— START GIVEN INFORMATION —

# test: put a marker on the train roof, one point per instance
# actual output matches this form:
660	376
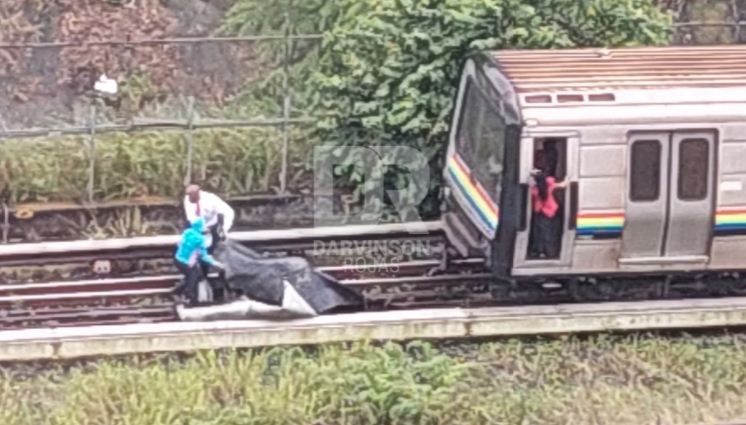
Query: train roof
556	87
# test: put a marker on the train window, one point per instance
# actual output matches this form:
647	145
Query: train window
481	139
645	175
693	165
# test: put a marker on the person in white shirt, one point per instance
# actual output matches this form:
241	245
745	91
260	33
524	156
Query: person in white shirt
216	213
218	219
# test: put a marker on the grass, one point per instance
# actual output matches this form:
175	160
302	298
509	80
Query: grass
605	379
229	161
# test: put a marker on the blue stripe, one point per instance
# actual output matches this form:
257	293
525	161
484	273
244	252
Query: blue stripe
730	226
599	231
473	204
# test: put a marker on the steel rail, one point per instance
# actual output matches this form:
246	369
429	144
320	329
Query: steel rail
52	302
359	232
452	323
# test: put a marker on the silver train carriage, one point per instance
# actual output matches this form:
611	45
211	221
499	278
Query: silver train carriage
651	143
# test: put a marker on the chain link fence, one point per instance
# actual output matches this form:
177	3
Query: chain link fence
183	91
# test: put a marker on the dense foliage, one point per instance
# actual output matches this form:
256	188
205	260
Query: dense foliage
384	73
230	161
386	70
600	380
389	76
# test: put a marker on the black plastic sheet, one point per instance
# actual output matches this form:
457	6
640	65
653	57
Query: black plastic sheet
261	279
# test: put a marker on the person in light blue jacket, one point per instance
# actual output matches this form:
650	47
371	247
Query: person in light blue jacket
192	248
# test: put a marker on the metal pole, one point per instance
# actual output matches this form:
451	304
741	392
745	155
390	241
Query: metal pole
286	102
190	140
92	153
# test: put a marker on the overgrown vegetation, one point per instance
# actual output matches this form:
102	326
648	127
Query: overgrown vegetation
603	380
385	73
230	161
387	70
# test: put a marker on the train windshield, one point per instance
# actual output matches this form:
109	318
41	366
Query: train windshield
481	138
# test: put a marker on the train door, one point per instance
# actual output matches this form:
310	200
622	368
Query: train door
555	156
669	209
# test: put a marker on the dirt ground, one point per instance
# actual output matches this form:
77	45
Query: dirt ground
51	86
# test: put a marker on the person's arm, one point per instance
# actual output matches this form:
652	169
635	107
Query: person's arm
207	258
190	213
226	211
561	185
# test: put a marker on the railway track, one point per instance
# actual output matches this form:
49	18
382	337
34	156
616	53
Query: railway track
444	323
148	299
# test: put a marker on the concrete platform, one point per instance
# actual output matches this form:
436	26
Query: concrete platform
66	343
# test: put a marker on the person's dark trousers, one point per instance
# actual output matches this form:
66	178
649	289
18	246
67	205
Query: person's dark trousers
215	232
192	276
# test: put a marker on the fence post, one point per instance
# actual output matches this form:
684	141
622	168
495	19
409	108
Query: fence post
190	140
285	101
92	152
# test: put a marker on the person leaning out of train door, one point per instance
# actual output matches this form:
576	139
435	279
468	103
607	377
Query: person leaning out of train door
547	231
216	213
189	253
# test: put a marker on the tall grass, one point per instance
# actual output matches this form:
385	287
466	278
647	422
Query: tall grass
229	161
620	380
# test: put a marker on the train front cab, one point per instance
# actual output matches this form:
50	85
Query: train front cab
480	216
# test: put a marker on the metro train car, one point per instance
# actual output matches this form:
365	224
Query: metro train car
651	143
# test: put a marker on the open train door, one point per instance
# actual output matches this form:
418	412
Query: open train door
669	214
558	154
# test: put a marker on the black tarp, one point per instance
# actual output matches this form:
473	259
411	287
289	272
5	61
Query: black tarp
261	279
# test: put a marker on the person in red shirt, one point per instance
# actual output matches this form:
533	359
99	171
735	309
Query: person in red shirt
547	225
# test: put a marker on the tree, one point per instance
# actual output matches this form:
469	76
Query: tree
389	76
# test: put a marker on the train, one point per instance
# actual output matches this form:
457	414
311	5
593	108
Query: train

— END GIVEN INFORMATION —

● **WORK TO BE COMPLETED**
Copy out every line of the records above exactly as they appear, leaving out the pictures.

● **THE SOLUTION**
# test: put a marker on the train roof, one point per instance
# actual output matches this form:
660	376
Query: train roof
556	87
# test: put a marker on the train window, one point per instance
# actual output matches this form:
647	145
Query: train window
481	139
645	175
693	165
# test: put a marker on the person in white shirt, one point per instance
# actual output matches this form:
241	245
745	91
260	33
524	156
Query: person in white shirt
216	213
218	219
# test: put a marker on the grass, one point per instance
# actual output matches this form:
175	160
302	298
509	80
Query: grass
605	379
229	161
# test: put a marker on the blue stripe, one point per instance
# actual output matches this form:
257	293
525	161
484	273
244	252
Query: blue stripe
730	226
599	231
473	204
# test: put a marker on the steel rail, one point per instance
# actual output matches this form:
246	369
429	144
320	329
Query: steel rail
52	302
359	232
452	323
# test: put a marker on the silver train carriage, one point per instance
# actual output matches this form:
611	45
211	221
499	278
Query: silver train carriage
651	143
# test: put a marker on the chain link fence, one point per instance
# actual output matches this form:
177	3
Query: chain link fence
183	91
# test: put a marker on the dense foliage, one point per instance
# actual output matches this form:
256	188
205	260
Query: dense foliage
384	73
230	161
386	70
600	380
389	76
# test: put a marker on the black plastic sheet, one point per instance
# actual output matches this form:
457	6
640	65
653	57
Query: black plastic sheet
261	279
# test: put a marker on the person in light blue jacket, one point per instance
# actual output matches this form:
650	47
371	247
Query: person in light blue jacket
192	248
# test: put a marker on the metal pole, one point per instance
# actual output matches this form:
451	304
741	392
745	155
390	241
Query: metal pole
286	102
190	140
92	153
# test: put a marker on the overgrown vegetation, one point per instance
# actual output matches this form:
102	326
648	127
Query: overgrown vegetation
603	380
385	73
230	161
387	70
# test: put a marker on the train windshield, one point per instance
# actual output matches this form:
109	318
41	366
Query: train windshield
481	138
# test: put a marker on the train door, one point per instance
# actual output matches this form:
310	200
622	368
Query: train door
555	156
669	209
# test: put a marker on the dirt ground, one point per instance
# actual output matches this form:
77	45
Query: dirt ground
51	86
# test: put a marker on the person's arm, one point per instance
# actual output matches this form:
652	169
635	107
Query: person's arm
207	258
190	213
226	211
561	185
# test: put a marker on the railway track, one point per instance
# actual output matches this form:
49	18
382	337
34	156
616	53
Query: railway track
444	323
148	299
# test: put a marker on the concrete platform, one point per instance
# actual output matches this form:
436	26
Query: concrete platform
66	343
# test: put a marker on the person's dark trousers, one point per instance
# actual output matches this form:
66	178
649	289
18	246
67	205
Query: person's dark trousers
215	232
192	276
# test: put a marker on the fence post, one point per instance
# actual output matches this form:
684	141
622	168
495	19
409	108
Query: fence post
190	140
285	101
92	152
# test: put a marker on the person leaning out of train door, one point per instance
# actual output matches this form:
576	139
435	279
468	103
607	377
Query: person leaning out of train door
547	231
216	213
189	253
# test: put a marker on the tall grass, one point per instance
# actual output matches this form:
385	287
466	278
647	422
Query: tall grass
229	161
620	380
# test: put a marker on the train front cab, one point per instance
# actual output matches this form:
50	85
Query: train front cab
480	216
# test: put a marker on the metro train car, one point per instance
# actual output matches this form:
365	224
Query: metro train car
651	143
# test: put a marker on the open train door, one point per instance
# actual output matches this form:
418	412
Query: open train door
669	214
558	154
# test: put a marker on the black tarp, one point per instance
# actual output matches this form:
473	259
411	287
289	272
5	61
Query: black tarp
261	279
# test: put a marker on the person in red shirt, one point per instance
# actual output matches this form:
533	359
99	171
735	309
Query: person in red shirt
547	225
# test: put a marker on the tree, one point per instance
# actual output matches this form:
469	76
Query: tree
389	76
# test: put a marker on the train, one point per instance
# actual output matches this form:
457	414
311	5
593	108
Query: train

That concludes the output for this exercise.